**Excerpt:**
────────────────────

10 mL of gaseous hydrocarbon on combustion gives 40 mL of $$CO_2(g)$$ and 50 mL of water vapour. Total number of carbon and hydrogen atoms in the hydrocarbon is ______.

10 mL of gaseous hydrocarbon on combustion gives 40 mL of $$CO_2$$ and 50 mL of water vapour (all at same T and P). We need the total number of carbon and hydrogen atoms in the hydrocarbon.

For a hydrocarbon $$C_xH_y$$:

$$C_xH_y + \left(x + \frac{y}{4}\right)O_2 \rightarrow xCO_2 + \frac{y}{2}H_2O$$

At the same temperature and pressure, equal volumes of gases contain equal numbers of molecules. So the volume ratios equal the mole ratios.

────────────────────

**Extracted data:**
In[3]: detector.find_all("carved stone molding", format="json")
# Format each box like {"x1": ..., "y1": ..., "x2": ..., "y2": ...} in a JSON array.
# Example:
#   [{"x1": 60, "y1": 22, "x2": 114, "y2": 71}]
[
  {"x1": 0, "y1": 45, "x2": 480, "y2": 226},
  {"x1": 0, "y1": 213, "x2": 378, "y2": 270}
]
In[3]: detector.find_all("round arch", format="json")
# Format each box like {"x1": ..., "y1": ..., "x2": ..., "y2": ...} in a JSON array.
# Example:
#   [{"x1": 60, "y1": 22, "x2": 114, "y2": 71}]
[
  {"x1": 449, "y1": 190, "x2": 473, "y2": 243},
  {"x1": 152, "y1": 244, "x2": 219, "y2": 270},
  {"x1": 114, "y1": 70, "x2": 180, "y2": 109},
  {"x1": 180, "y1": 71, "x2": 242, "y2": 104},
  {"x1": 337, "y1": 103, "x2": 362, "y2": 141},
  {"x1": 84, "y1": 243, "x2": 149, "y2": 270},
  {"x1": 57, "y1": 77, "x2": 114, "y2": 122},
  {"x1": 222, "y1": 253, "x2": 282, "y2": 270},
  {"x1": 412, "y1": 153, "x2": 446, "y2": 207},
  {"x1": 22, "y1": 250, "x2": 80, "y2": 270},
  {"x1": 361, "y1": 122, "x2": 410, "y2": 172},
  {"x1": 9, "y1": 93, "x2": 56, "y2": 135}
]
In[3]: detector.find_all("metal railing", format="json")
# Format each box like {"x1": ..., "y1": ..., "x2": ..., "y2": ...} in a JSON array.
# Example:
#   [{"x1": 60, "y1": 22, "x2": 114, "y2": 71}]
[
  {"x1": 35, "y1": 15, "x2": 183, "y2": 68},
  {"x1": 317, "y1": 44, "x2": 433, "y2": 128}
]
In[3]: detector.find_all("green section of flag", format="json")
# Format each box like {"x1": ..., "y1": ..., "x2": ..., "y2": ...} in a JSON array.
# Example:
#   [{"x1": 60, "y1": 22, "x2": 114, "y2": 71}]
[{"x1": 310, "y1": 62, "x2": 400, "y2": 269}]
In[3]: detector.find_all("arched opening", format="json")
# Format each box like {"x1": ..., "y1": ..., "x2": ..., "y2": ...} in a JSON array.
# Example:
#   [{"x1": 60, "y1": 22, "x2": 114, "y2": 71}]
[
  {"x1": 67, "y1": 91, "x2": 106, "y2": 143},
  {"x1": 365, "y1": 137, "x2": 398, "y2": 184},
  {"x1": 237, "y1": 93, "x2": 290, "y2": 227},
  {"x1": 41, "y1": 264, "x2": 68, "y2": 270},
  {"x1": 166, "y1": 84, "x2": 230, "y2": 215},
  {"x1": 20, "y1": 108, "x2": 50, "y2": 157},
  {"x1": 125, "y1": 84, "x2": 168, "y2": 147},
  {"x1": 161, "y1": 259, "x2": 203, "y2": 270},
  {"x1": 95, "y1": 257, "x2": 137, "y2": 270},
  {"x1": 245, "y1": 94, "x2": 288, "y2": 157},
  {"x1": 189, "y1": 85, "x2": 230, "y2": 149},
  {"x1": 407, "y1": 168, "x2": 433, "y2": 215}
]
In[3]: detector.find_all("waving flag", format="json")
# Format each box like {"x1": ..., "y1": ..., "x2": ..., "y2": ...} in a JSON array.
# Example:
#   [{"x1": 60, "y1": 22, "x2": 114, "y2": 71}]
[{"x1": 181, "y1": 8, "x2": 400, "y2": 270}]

────────────────────

**Task set:**
1 – In the hydrocarbon combustion problem, what do equal volumes of gases contain at the same temperature and pressure?
2 – Decide whether each statement agrees with the hydrocarbon combustion problem, answering yes or no and quoting the words of the text that settle it:
(a) The hydrocarbon sample burned has a volume of 10 mL.
(b) Combustion of the sample produces 50 mL of carbon dioxide.
(c) All the gas volumes are taken at the same temperature and pressure.
3 – Write the next part of the hydrocarbon combustion problem, carrying on from its final sentence.

**Written responses:**
1 – Equal numbers of molecules.

2 –
(a) Yes: "10 mL of gaseous hydrocarbon on combustion"
(b) No: "gives 40 mL of $$CO_2(g)$$ and 50 mL of water vapour"
(c) Yes: "(all at same T and P)"

3 –
From 10 mL of $$C_xH_y$$:

- $$CO_2$$ produced = 40 mL, so $$10x = 40$$, giving $$x = 4$$

- $$H_2O$$ produced = 50 mL, so $$10 \times \frac{y}{2} = 50$$, giving $$y = 10$$

The hydrocarbon is $$C_4H_{10}$$ (butane).

Total number of carbon and hydrogen atoms = $$x + y = 4 + 10 = 14$$.

The answer is 14.